-- Begin DOCUMENT --

I had suggested to do something like this:

-- snip --
-- snap --

Duy had also suggested to guard part of this using `USE_STDEV`, but as
Matheus figured out that would not make sense, as the `USE_STDEV` flag
really is meant to work around issues with network filesystems where
`st_dev` can be unreliable.

However, in the meantime I thought about this a bit more and I remembered
how this is done elsewhere: I saw many recursive symlink resolvers that
just have an arbitrary cut-off after following, say, 32 links.

In fact, Git itself already has this in abspath.c:

	/* We allow "recursive" symbolic links. Only within reason, though. */
	#ifndef MAXSYMLINKS
	#define MAXSYMLINKS 32
	#endif

But then, the patch in question uses `stat()` instead of `lstat()`, so we
would not have any way to count the number of symbolic links we followed.

Do we _have_ to, though? At some stage the path we come up with is beyond
`PATH_MAX` and we can stop right then and there.

Besides, the way `find_recursive_symlinks()` is implemented adds quadratic
behavior.

So I would like to submit the idea of simplifying the code drastically,
by skipping the `find_recursive_symlinks()` function altogether.

This would solve another issue I have with that function, anyway: The name
suggests, to me at least, that we follow symlinks recursively. It does
not. I think that could have been addressed by using the adjective
"circular" instead of "recursive". But I also think there are enough
reasons to do away with this function in the first place.

Ciao,
Dscho

Comments

Matheus Tavares July 4, 2019, 4:39 p.m. UTC | #1
Hi, Dscho

On Thu, Jul 4, 2019 at 7:02 AM Johannes Schindelin
<Johannes.Schindelin@gmx.de> wrote:
>
> Hi Junio,
>
> On Wed, 3 Jul 2019, Junio C Hamano wrote:
>
> > * mt/dir-iterator-updates (2019-06-25) 10 commits
[...]
> >  Is this ready for 'next'?
>
> No. It still breaks many dozens of test cases on Windows (if not more)
> because it thinks that it can rely on `st_ino` to detect circular
> symlinks.

-- End DOCUMENT --
-- Begin DATA ENTRIES --

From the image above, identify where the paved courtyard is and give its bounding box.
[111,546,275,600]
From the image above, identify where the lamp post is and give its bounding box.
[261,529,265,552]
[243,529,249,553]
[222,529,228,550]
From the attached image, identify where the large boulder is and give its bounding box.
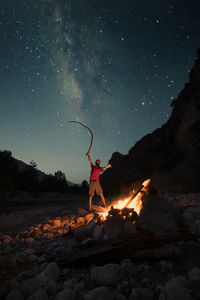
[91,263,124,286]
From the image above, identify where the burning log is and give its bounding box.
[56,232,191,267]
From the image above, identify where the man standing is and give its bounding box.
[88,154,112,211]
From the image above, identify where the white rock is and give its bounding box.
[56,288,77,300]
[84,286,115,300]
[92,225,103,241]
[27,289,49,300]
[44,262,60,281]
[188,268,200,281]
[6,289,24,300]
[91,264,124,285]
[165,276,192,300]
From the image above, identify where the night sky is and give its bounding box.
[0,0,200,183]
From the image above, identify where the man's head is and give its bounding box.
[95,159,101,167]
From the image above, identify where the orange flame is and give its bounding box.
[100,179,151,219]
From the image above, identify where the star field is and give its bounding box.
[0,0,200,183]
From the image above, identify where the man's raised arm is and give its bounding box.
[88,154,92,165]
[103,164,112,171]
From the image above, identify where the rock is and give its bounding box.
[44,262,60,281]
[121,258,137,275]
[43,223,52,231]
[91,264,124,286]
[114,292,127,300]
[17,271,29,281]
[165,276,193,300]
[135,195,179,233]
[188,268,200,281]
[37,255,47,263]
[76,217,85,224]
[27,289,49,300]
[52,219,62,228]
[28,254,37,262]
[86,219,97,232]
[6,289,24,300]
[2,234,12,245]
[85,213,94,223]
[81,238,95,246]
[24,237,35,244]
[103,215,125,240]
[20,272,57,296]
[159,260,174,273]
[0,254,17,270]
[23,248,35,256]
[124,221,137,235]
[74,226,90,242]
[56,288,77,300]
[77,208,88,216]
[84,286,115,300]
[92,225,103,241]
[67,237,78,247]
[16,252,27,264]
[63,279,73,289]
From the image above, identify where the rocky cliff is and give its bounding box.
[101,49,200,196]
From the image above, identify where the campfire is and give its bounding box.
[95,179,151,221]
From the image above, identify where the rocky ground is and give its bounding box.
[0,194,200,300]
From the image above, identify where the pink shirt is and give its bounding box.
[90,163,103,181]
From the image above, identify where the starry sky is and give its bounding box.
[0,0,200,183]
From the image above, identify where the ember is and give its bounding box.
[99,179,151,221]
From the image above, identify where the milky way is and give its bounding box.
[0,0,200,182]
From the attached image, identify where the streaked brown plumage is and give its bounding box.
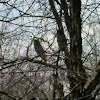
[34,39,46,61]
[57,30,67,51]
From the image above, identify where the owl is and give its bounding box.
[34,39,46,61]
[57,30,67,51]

-- End DATA ENTRIES --
-- Begin DATA ENTRIES --

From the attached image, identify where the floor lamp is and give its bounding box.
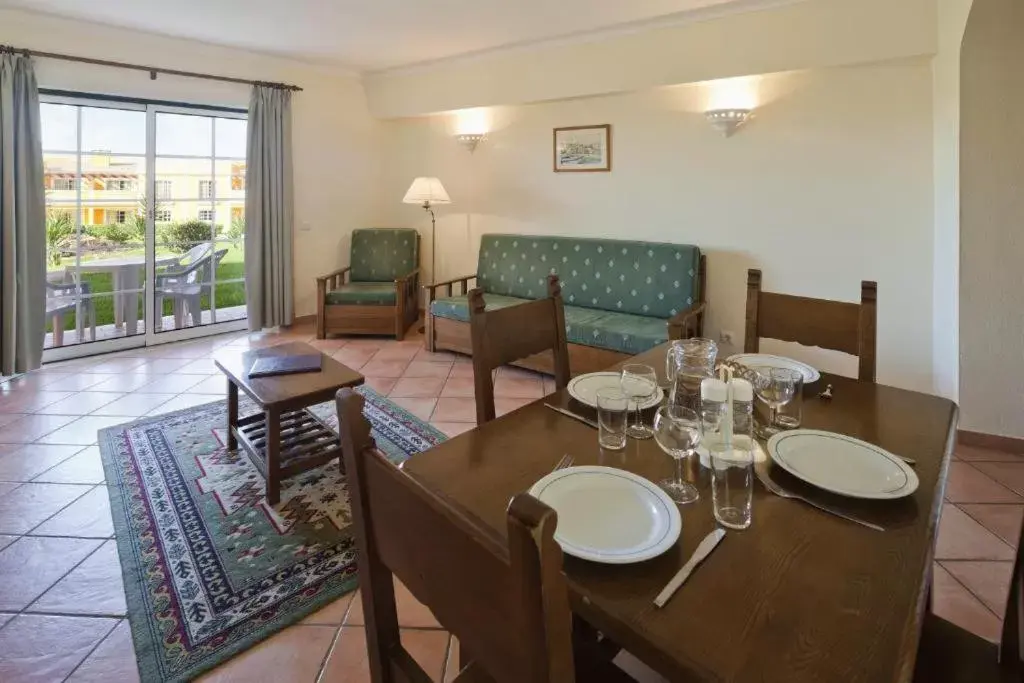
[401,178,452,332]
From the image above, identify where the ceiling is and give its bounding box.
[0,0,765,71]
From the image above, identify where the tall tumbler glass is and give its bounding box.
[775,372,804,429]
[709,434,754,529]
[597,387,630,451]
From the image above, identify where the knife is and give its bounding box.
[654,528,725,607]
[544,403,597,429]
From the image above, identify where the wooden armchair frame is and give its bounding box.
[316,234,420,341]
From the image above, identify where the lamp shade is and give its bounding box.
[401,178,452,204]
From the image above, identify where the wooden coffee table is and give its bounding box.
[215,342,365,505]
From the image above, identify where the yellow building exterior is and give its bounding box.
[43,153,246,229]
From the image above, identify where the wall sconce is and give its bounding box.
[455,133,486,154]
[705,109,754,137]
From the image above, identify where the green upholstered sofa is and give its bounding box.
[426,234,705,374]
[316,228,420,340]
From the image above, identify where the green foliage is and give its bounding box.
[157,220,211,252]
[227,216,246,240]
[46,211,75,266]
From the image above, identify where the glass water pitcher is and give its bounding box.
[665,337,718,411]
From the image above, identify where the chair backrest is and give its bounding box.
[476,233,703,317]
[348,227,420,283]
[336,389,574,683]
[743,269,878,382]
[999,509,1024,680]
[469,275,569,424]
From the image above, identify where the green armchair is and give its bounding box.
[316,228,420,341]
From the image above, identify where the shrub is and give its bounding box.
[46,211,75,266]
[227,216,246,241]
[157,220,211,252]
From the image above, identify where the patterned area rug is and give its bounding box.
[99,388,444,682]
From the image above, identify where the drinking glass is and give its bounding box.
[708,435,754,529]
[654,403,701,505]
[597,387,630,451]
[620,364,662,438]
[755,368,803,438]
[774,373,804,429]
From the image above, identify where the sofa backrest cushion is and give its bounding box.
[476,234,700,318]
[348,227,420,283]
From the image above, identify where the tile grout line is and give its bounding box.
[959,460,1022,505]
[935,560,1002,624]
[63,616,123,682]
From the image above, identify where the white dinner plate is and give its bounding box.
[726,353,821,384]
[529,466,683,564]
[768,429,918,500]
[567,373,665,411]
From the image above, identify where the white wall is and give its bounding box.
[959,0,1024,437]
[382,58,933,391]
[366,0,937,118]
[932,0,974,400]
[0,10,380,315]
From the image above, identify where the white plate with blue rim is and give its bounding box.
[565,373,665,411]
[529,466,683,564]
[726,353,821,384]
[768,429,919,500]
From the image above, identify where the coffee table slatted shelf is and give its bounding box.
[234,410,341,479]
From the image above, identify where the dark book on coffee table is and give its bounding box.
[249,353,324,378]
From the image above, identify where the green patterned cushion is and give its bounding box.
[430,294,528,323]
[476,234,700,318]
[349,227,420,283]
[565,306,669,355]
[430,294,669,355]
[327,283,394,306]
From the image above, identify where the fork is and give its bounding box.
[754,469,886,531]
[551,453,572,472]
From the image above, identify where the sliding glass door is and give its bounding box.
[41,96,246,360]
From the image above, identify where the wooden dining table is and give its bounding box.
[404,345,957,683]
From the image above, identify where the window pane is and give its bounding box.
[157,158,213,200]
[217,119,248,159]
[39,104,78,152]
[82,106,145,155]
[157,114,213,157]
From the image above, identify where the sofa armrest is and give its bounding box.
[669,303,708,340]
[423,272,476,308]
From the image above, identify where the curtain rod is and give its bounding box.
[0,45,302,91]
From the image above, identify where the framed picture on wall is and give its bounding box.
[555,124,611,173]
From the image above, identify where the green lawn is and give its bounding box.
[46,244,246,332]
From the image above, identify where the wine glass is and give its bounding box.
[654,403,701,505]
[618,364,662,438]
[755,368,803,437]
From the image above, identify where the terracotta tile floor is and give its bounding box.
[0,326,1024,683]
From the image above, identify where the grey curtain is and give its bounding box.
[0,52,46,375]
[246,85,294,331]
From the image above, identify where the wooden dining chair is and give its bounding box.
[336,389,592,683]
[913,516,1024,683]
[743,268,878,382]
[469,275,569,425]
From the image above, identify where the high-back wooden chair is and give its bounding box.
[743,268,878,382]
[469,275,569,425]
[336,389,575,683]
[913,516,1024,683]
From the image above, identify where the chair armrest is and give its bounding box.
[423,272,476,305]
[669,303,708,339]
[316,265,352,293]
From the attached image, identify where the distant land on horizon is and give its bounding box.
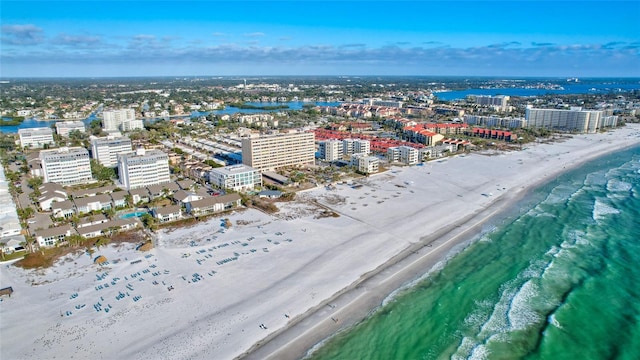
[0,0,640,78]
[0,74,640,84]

-- End DATA ENTRIES --

» PROBLEMS
A: Repeat the part of the symlink discussion between "However, in the" and "links we followed.", inclusive.
B: Write what comes next in the symlink discussion, picking up after its last line.
The items come from a separate source.

» RESPONSES
A:
However, in the meantime I thought about this a bit more and I remembered
how this is done elsewhere: I saw many recursive symlink resolvers that
just have an arbitrary cut-off after following, say, 32 links.

In fact, Git itself already has this in abspath.c:

	/* We allow "recursive" symbolic links. Only within reason, though. */
	#ifndef MAXSYMLINKS
	#define MAXSYMLINKS 32
	#endif

But then, the patch in question uses `stat()` instead of `lstat()`, so we
would not have any way to count the number of symbolic links we followed.

B:
I wanted to take a look at the failures to see if I could help, but
I'm not very familiar with azure (and travis-ci doesn't run windows'
tests). So the only build I could find, containing the code from this
series, is this[1]. But it only shows 4 failures and they don't seem
to relate with dir-iterator... Could you point me to the right place,
please?

> In
> https://public-inbox.org/git/nycvar.QRO.7.76.6.1906272046180.44@tvgsbejvaqbjf.bet/
> I had suggested to do something like this:
>
[...]
>
> However, in the meantime I thought about this a bit more and I remembered
> how this is done elsewhere: I saw many recursive symlink resolvers that
> just have an arbitrary cut-off after following, say, 32 links.
>
> In fact, Git itself already has this in abspath.c:
>
>         /* We allow "recursive" symbolic links. Only within reason, though. */
>         #ifndef MAXSYMLINKS
>         #define MAXSYMLINKS 32
>         #endif
>
> But then, the patch in question uses `stat()` instead of `lstat()`, so we
> would not have any way to count the number of symbolic links we followed.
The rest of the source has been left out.